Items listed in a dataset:
************

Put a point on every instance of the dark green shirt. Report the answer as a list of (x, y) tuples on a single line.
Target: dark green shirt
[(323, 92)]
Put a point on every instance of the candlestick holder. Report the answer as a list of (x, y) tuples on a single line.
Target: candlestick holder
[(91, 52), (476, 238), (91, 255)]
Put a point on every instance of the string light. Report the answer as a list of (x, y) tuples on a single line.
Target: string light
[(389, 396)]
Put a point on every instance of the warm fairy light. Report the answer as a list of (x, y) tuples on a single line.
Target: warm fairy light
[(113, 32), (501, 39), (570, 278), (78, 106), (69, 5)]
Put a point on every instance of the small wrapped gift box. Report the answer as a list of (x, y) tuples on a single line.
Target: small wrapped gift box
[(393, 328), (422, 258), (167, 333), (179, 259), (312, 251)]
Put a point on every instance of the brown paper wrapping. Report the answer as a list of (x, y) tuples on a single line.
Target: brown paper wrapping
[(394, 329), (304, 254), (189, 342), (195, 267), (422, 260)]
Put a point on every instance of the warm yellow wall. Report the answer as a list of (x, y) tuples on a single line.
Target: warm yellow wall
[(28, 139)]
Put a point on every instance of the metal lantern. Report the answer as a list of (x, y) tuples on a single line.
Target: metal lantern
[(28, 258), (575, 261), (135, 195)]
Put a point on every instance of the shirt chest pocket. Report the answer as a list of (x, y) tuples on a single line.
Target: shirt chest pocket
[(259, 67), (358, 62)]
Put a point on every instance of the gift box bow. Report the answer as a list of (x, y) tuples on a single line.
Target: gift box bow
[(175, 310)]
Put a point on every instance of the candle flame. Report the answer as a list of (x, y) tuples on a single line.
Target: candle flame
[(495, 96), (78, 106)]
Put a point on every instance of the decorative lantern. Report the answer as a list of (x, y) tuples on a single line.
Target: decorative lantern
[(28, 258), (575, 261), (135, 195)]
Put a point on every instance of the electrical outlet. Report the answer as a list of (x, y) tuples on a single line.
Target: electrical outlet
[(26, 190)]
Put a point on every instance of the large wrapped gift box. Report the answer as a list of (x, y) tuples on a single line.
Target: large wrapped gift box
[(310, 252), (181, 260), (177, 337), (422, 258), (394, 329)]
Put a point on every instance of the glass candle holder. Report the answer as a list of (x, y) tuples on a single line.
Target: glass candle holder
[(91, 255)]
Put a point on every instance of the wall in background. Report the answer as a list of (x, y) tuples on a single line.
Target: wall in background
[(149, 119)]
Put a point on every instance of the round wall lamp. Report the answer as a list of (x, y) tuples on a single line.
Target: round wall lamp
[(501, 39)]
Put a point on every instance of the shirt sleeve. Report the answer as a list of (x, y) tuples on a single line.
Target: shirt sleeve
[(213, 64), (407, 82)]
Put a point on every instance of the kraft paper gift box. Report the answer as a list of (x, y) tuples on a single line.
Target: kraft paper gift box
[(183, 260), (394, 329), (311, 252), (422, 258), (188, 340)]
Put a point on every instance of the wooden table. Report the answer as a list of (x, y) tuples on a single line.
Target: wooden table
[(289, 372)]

************

Set down the lines above exactly as they appear, beginning with the line that contains "Put a point on every instance of the large" and continuing through the last line of the records.

Put a point on every instance of the large wrapped gift box. Report the answer as a list of (x, y) tuples on a single line.
Target: large wrapped gift box
[(310, 252), (181, 260), (177, 337), (422, 258), (394, 329)]
Put a point on every instance of the glass candle holder. Report the answer as a list of (x, y) tuples on a single line.
Target: glass candle holder
[(91, 255)]
Put a point on every instance of the wall in background. Report the answer as a list of (x, y) tuples on a single line.
Target: wall in background
[(149, 119)]
Put a point on every instance of the round wall lamp. Report the answer as a list of (x, y) tuples on a single line.
Target: round wall lamp
[(501, 39)]
Put a point on every instance of the shirt sleeve. Report the answer as a list of (x, y) tuples on a single line.
Target: shirt sleeve
[(213, 64), (407, 82)]
Put a point on every instance of the kraft paper gift box. Report the answer as a list of (x, y) tuples on a single line.
Target: kraft paper gift box
[(183, 260), (394, 329), (311, 252), (422, 258), (188, 340)]
Put a point on every instance of the wooden table. Report the answer as a list of (x, y) tuples on a single line.
Target: wooden table
[(289, 372)]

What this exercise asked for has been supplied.